■ WHAT IS REQUIRED: Leave out the pictures and output exactly the lines below from the one with "Every instance of the gothic" down to the one with "Every instance of the wooden", both of them included.
*** RECORDS FOR THE EXERCISE
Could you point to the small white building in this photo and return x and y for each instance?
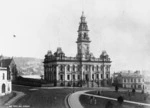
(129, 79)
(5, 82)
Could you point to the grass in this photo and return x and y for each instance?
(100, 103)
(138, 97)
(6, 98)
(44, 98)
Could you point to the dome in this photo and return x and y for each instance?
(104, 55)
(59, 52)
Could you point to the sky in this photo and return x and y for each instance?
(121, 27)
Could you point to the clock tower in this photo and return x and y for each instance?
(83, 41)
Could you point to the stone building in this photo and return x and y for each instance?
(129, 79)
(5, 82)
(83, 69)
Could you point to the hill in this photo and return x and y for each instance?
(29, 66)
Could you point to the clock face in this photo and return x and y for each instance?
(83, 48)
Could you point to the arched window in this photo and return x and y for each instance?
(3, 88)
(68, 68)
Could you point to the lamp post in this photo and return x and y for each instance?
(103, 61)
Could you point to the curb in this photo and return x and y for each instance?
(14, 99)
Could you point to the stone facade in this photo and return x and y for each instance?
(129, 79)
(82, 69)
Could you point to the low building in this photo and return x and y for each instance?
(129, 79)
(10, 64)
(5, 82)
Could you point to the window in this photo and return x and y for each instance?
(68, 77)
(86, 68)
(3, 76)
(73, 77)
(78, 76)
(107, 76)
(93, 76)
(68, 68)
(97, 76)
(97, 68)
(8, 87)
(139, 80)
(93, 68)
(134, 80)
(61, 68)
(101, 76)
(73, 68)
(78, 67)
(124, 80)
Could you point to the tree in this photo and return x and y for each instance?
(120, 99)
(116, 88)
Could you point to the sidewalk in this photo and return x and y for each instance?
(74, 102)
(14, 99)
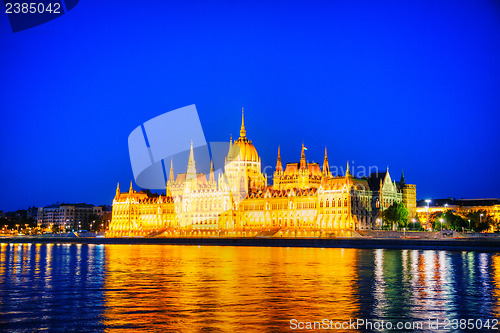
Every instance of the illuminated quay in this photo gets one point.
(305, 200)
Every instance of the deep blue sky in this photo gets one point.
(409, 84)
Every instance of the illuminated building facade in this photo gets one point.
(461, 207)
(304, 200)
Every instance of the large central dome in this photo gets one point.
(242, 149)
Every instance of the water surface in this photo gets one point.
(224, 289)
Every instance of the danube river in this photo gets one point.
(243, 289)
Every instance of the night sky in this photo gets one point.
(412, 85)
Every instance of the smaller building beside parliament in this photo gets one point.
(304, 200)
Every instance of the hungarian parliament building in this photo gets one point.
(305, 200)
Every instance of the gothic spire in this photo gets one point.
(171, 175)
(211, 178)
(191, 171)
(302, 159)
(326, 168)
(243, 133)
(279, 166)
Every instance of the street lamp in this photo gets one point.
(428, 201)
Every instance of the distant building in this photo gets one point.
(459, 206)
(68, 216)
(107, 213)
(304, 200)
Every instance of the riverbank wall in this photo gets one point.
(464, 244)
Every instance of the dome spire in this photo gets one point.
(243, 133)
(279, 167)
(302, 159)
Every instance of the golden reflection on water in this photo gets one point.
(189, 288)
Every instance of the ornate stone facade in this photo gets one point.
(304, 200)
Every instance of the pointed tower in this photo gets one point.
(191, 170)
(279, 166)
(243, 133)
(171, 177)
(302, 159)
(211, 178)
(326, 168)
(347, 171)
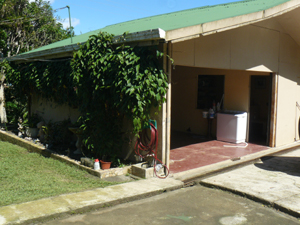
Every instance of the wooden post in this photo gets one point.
******
*** RECORDS FOR THE EXERCISE
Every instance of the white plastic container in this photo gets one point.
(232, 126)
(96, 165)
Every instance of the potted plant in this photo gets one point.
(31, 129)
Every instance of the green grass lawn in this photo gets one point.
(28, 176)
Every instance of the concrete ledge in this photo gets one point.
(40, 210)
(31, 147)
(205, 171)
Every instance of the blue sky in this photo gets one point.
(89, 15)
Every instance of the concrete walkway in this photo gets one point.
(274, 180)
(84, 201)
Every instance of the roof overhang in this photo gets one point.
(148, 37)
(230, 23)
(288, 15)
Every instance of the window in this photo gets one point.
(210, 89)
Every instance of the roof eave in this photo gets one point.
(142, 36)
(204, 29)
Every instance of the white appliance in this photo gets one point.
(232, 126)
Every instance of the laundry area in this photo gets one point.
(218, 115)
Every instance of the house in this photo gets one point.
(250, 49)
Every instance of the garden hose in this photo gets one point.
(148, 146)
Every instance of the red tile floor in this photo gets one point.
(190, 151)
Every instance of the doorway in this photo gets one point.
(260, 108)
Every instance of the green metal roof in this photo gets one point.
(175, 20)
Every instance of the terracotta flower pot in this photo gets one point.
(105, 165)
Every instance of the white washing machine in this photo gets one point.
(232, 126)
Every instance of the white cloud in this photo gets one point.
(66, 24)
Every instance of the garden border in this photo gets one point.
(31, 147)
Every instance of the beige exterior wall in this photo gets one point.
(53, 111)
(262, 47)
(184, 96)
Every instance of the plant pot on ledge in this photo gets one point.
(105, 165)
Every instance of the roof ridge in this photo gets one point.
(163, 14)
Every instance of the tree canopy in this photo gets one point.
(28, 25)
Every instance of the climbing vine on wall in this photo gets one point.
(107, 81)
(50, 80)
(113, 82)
******
■ REPLY:
Every instance of the gothic spire in this photo gets one point.
(171, 175)
(211, 178)
(191, 171)
(302, 159)
(326, 168)
(243, 133)
(279, 166)
Every instance of the street lamp in this photo gets one point.
(428, 201)
Every instance of the distant building in this photo gets one point.
(459, 206)
(68, 216)
(107, 213)
(304, 200)
Every instance of the riverbank wall in this photo gets one point.
(464, 244)
Every instance of the dome spire in this photo gets one point.
(243, 133)
(279, 167)
(302, 159)
Every instance of the golden reflection on water in this photo gets one point.
(189, 288)
Every instance of the ornate stone facade in this photo gets one point.
(304, 200)
Every instance of the pointed tower in this photo gets one point.
(191, 170)
(279, 166)
(243, 133)
(171, 177)
(302, 159)
(211, 178)
(326, 168)
(347, 171)
Every instance of the wooden post in this photo gets one point.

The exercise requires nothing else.